# Start of Data supplied
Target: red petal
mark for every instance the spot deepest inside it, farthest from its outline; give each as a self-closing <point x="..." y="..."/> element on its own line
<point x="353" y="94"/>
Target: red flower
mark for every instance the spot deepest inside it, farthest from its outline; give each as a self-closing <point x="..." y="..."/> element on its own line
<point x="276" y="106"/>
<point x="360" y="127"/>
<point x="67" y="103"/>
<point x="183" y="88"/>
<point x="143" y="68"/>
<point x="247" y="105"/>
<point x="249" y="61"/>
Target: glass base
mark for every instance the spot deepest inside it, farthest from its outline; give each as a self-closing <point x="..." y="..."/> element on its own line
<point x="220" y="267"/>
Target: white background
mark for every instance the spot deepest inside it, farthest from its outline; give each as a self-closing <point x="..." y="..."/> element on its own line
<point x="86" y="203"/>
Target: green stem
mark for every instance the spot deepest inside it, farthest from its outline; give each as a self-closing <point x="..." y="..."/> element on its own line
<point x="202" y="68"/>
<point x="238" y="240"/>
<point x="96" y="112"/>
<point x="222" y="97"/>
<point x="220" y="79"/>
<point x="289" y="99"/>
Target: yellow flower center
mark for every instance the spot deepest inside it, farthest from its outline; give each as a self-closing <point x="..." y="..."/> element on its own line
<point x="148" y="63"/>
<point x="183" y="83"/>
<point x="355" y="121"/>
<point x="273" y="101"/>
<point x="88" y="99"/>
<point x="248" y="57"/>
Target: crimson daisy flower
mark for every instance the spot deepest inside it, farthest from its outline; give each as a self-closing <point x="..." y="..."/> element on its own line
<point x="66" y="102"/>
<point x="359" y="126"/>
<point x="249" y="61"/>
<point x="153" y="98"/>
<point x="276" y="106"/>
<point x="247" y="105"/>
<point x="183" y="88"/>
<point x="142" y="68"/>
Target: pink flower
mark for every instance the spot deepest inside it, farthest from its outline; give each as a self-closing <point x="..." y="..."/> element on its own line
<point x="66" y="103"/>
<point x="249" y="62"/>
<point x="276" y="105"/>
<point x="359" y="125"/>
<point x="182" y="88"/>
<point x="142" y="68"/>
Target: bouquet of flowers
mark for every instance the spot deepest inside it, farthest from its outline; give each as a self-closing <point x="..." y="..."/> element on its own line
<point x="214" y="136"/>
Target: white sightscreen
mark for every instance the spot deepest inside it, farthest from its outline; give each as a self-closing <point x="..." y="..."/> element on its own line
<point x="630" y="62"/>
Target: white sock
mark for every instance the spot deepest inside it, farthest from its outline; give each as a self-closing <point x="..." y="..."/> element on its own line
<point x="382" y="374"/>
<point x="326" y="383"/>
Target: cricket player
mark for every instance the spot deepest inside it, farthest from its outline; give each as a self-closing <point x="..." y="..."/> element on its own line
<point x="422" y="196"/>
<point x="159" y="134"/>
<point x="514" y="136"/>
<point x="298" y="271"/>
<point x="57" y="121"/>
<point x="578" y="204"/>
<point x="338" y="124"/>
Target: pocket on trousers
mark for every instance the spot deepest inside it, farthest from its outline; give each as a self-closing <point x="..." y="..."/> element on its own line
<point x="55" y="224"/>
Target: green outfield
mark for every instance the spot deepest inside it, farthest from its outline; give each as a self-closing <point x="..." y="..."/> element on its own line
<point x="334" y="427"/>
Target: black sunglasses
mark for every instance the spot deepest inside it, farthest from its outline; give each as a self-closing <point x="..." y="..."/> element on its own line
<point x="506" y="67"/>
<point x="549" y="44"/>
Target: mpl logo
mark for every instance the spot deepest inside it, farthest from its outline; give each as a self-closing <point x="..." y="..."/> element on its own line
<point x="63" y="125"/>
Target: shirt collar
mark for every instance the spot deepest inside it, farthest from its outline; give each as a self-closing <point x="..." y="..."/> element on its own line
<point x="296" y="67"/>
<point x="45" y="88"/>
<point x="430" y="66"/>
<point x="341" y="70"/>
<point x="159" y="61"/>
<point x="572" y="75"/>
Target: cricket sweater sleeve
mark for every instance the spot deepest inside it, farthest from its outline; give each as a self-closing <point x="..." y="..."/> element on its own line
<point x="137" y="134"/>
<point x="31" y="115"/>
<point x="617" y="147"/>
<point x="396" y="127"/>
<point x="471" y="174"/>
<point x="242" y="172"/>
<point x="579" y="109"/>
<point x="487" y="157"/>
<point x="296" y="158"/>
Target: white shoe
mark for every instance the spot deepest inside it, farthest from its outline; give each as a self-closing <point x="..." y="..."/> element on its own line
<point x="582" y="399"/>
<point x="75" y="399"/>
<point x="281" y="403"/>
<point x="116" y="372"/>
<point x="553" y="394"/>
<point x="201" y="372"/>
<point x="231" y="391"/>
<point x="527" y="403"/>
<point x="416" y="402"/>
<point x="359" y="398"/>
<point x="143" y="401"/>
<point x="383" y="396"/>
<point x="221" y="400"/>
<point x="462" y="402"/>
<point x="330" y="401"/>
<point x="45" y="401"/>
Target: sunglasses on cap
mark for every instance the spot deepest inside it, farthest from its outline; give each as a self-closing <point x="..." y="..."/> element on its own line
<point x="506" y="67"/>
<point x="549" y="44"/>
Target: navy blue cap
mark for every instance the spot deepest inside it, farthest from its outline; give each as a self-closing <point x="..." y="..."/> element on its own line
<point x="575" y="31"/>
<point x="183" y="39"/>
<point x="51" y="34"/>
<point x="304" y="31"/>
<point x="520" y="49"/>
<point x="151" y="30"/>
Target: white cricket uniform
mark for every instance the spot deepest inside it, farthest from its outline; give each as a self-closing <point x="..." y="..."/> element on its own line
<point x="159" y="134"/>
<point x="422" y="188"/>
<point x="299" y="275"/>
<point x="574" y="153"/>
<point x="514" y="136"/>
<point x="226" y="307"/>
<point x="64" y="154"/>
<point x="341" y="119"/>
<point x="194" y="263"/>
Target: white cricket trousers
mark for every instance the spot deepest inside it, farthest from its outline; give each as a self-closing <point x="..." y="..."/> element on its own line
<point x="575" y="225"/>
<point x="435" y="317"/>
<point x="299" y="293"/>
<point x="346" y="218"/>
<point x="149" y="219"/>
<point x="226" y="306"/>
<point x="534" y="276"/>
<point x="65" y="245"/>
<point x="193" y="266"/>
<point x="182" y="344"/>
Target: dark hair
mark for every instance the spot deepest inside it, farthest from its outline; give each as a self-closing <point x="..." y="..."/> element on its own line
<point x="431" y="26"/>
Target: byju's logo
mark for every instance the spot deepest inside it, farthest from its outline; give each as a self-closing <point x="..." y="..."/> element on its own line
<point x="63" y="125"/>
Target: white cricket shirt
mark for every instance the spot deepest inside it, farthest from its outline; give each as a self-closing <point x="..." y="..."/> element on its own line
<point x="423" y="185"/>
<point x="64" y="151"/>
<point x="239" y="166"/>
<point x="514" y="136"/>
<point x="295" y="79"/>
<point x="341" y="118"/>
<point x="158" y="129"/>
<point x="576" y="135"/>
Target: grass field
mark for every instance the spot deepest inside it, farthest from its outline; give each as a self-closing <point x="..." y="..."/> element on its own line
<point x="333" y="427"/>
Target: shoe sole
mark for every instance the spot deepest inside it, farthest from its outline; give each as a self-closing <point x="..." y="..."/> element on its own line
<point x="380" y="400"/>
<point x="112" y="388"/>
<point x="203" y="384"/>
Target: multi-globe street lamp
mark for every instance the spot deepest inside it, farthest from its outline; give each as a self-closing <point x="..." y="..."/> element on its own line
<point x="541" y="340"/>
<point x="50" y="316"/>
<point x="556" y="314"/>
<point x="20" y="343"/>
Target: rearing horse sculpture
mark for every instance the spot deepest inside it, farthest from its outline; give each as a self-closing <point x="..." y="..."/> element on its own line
# End of Data supplied
Every line from the line containing "Target: dark hair" to the last line of the material above must be repeated exactly, and no other line.

* _Written response_
Target: dark hair
mark for every instance the spot deepest inside it, farthest from its outline; give each as a self-closing <point x="..." y="..."/> element on its own line
<point x="431" y="26"/>
Target: byju's logo
mark for every instance the spot deepest inside it, farthest from its outline; give each as a self-closing <point x="..." y="..."/> element on its own line
<point x="63" y="125"/>
Target: white cricket shirt
mark for every instance the spot deepest inside it, farthest from its outline; give each as a self-closing <point x="..." y="..."/> element on its own line
<point x="423" y="185"/>
<point x="64" y="151"/>
<point x="239" y="166"/>
<point x="514" y="136"/>
<point x="295" y="79"/>
<point x="341" y="118"/>
<point x="158" y="129"/>
<point x="576" y="135"/>
Target: grass field
mark for every instance the spot deepest inside it, farthest from its outline; give each as a self-closing <point x="..." y="..."/> element on its own line
<point x="333" y="427"/>
Target: shoe sole
mark for every instance the spot deepest inside it, farthest from its outline; give each as a self-closing <point x="..." y="..."/> element on its own line
<point x="380" y="400"/>
<point x="112" y="388"/>
<point x="203" y="384"/>
Target: multi-globe street lamp
mark for every instance the spot deepest inside it, farthest from its outline; give each as a self-closing <point x="..." y="..."/> element on its own line
<point x="541" y="340"/>
<point x="50" y="316"/>
<point x="556" y="314"/>
<point x="20" y="343"/>
Target: rearing horse sculpture
mark for every instance the spot deepest inside it, farthest from its outline; give each as a self-closing <point x="..." y="..."/> element on its own line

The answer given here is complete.